The Senate on Monday approved a property tax relief bill that Republican leaders have labeled a priority but that quickly drew the ire of Republican Gov. Mike Braun.

As introduced, the bill included most of the property tax plan Braun introduced during his campaign and after his election. But after an outcry from local officials, a Senate committee stripped the bill of many of those provisions and changed the bill to one that limits the growth of total tax revenue but does less to direct cut individual tax bills.

After passing the Senate 37-10, Senate Bill 1 now moves to the House, where senators said they expect the bill to be amended.

“There’s a lot of things the House will probably change,” Sen. Dan Dernulc, R-Highland, said before the vote.

Braun said he’ll insist on it. In a statement posted on X Monday night, the Republican governor said the bill now lacks relief for the homeowners hit the hardest by higher tax bills. And he said the legislation only slows down how property taxes will grow in the future.

Given records.

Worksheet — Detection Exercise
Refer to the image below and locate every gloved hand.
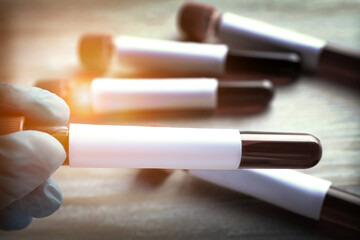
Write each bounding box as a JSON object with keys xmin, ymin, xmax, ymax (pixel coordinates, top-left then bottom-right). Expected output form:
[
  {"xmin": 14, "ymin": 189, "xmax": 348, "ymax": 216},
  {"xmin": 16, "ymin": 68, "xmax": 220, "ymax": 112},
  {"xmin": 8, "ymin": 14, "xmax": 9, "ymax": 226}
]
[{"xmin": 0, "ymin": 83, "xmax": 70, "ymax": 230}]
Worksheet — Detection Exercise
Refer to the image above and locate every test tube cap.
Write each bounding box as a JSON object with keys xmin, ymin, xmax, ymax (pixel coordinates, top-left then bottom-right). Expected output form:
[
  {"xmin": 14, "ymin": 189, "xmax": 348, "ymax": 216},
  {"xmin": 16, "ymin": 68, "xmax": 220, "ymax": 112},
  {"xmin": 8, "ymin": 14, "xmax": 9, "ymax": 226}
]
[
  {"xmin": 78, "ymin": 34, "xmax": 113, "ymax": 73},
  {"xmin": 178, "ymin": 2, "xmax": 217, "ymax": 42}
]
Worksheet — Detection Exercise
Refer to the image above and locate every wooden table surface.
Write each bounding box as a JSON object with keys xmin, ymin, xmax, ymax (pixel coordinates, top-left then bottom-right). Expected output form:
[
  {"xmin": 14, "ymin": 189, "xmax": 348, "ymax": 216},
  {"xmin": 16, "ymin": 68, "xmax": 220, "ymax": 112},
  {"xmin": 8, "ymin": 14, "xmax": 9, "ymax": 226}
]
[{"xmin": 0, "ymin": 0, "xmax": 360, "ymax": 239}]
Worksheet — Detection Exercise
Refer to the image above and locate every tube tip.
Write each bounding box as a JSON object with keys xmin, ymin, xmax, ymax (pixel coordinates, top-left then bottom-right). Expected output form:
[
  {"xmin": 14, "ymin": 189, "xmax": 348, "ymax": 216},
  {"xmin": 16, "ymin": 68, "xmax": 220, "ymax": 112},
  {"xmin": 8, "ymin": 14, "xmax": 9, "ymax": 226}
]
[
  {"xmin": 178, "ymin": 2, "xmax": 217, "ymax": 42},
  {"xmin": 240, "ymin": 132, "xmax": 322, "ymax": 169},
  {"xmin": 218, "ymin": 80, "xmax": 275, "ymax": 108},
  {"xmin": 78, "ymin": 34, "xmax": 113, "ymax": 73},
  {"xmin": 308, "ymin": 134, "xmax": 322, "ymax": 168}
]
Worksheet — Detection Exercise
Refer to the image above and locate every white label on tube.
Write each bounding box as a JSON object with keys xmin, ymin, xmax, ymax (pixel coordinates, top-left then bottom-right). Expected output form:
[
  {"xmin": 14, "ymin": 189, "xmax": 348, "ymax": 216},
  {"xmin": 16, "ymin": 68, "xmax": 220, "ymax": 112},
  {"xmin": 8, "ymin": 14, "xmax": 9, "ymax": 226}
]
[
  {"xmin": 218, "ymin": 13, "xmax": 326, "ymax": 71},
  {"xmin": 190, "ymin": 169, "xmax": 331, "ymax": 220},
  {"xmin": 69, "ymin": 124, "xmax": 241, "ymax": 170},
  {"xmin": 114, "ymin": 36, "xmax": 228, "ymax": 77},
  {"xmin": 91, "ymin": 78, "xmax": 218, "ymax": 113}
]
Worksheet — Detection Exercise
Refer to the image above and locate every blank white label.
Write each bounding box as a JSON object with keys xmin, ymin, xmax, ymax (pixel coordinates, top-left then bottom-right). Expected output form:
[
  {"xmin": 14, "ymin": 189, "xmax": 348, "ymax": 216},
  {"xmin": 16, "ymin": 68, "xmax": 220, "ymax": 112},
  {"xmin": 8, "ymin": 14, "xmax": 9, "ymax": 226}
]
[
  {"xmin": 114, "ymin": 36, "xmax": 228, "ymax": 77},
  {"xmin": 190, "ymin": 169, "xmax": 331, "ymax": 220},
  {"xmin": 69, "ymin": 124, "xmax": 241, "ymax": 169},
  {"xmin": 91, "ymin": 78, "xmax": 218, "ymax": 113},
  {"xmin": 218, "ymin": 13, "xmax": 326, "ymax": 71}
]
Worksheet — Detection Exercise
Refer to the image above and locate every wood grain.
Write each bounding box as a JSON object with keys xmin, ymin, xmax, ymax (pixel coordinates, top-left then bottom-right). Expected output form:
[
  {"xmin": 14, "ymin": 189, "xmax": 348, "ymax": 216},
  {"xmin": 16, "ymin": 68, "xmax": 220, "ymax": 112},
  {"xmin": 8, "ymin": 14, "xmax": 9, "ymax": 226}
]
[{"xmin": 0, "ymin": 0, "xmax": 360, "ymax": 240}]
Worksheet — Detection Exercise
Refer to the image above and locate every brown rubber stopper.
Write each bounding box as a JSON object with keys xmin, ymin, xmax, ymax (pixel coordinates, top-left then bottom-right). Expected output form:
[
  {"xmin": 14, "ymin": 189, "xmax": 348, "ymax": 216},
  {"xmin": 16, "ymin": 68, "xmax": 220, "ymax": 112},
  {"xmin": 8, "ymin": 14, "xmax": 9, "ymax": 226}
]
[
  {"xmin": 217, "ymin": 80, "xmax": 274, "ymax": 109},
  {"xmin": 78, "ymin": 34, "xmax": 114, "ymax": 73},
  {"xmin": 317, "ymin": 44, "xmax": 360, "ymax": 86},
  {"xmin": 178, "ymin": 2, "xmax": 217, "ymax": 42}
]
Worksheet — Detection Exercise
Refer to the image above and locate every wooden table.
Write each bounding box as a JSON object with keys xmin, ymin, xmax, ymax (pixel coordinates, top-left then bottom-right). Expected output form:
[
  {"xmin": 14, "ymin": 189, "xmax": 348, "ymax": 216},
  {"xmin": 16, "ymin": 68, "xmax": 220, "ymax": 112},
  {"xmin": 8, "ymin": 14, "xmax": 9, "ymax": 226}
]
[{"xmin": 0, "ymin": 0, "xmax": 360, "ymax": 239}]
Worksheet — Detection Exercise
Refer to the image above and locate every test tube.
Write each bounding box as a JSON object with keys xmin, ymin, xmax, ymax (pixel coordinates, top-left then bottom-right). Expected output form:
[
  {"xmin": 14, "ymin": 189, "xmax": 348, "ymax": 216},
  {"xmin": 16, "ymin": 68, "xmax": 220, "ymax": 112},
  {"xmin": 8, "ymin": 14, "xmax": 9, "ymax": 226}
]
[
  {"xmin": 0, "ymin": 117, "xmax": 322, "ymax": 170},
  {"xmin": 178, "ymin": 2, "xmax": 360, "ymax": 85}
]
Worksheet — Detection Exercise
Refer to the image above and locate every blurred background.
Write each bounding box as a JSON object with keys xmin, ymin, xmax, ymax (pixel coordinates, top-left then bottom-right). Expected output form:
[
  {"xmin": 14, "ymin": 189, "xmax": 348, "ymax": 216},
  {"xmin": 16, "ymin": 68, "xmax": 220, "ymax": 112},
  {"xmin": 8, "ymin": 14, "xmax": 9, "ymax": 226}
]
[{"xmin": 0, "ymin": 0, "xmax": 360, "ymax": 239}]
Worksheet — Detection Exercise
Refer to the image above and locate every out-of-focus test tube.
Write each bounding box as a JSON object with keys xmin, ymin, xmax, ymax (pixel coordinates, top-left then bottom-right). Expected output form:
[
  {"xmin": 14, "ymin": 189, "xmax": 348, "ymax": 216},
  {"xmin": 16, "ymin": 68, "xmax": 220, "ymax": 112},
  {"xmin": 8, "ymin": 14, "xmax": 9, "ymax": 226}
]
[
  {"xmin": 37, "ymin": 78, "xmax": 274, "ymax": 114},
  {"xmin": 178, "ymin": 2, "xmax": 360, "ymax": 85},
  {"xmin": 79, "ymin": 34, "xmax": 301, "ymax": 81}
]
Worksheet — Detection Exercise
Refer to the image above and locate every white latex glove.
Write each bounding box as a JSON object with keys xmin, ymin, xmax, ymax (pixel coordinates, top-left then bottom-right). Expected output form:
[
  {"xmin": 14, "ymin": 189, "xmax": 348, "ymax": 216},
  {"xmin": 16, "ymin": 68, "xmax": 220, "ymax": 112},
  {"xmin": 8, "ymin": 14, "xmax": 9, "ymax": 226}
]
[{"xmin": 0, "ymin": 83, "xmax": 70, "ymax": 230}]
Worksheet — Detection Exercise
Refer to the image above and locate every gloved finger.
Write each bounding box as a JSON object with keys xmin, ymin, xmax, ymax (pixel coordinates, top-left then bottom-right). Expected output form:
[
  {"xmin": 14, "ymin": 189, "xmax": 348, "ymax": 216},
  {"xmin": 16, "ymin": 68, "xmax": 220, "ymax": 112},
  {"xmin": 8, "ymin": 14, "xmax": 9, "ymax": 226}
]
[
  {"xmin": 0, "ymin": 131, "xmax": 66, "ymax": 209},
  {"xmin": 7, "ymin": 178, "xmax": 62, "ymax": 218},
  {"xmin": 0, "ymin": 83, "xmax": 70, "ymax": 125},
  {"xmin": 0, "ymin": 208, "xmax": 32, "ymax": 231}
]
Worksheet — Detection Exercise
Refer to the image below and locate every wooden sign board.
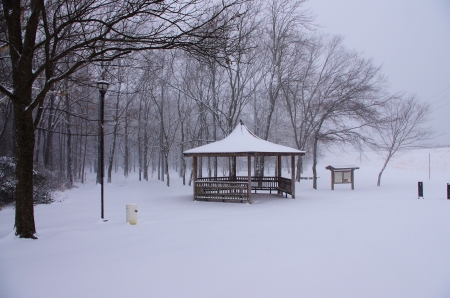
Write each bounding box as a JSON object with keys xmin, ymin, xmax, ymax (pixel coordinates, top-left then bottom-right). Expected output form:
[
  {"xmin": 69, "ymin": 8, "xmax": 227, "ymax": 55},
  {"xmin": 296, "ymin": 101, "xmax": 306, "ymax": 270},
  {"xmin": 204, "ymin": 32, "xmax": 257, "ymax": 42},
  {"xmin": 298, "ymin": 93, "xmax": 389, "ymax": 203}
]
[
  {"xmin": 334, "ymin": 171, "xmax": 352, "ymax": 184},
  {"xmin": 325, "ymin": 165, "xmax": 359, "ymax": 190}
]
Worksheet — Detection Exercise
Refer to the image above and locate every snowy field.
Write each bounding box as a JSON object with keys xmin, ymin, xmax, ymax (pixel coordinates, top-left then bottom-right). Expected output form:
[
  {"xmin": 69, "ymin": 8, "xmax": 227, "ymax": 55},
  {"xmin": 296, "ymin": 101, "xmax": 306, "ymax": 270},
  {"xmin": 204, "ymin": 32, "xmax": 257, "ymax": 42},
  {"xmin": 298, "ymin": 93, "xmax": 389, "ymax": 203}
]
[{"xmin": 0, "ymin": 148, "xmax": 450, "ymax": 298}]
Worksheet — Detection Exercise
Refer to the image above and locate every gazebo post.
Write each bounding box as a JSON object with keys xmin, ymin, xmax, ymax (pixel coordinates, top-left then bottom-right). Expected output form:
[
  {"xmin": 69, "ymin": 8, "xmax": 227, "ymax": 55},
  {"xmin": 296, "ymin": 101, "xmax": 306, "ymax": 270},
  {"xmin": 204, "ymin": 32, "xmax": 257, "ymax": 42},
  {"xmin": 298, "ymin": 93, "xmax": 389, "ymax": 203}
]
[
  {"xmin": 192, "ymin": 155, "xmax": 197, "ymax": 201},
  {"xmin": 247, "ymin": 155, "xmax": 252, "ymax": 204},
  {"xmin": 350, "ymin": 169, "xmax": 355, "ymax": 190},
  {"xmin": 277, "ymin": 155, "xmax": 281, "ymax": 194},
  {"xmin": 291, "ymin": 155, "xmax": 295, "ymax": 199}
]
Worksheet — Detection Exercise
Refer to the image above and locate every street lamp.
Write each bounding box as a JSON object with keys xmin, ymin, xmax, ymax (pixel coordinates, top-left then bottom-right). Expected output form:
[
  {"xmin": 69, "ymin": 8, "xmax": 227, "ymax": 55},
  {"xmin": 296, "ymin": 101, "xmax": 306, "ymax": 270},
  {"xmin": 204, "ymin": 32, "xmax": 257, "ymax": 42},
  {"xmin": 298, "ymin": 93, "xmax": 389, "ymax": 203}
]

What to work on.
**1)** In the property tax article, what was the Senate vote on Senate Bill 1?
**2)** Please extend the property tax article, picking up after its final sentence.
The items are separate material from the article.

Answers per task.
**1)** 37-10

**2)**
He was also critical of complaints from local government officials, who have said that significant cuts in property tax revenue will force them to cut services.

“This bill has a long way to go before it gets my signature, and restoring meaningful tax cuts would be a step in the right direction,” the post read.

The bill’s tax relief comes primarily from limiting the total amount of property tax revenue that local governments and schools can collect. The amended bill would freeze that amount—called the property tax levy—for 2026. Levies could then increase 1% in 2027 and 2% in 2028.  The legislation also changes the formula that would determine the annual growth in tax levies after 2028.

The maximum growth allowed in levies under current law is expected to be 5.7% in 2027 and 5.3% in 2028, according to the bill’s fiscal note. Last year, lawmakers established a 4% cap on growth when it could have reached up to 5.5%, according to the Indiana Capital Chronicle.

After 2028, the formula to determine levy growth would become county-specific and would take into consideration personal consumption expenditures, average annual pay in total for all Indiana industries, and U.S. non-farm business labor productivity.

The bill also adjusts income and assessed value limits for the over-65 deduction and creates a new homeowners tax credit. It allows a county to adopt a property tax payment deferral program. And if a local government or school seeks to pass a referendum, it must include the total levy increase. Also, those referendums could take place only during the general election in a congressional election year.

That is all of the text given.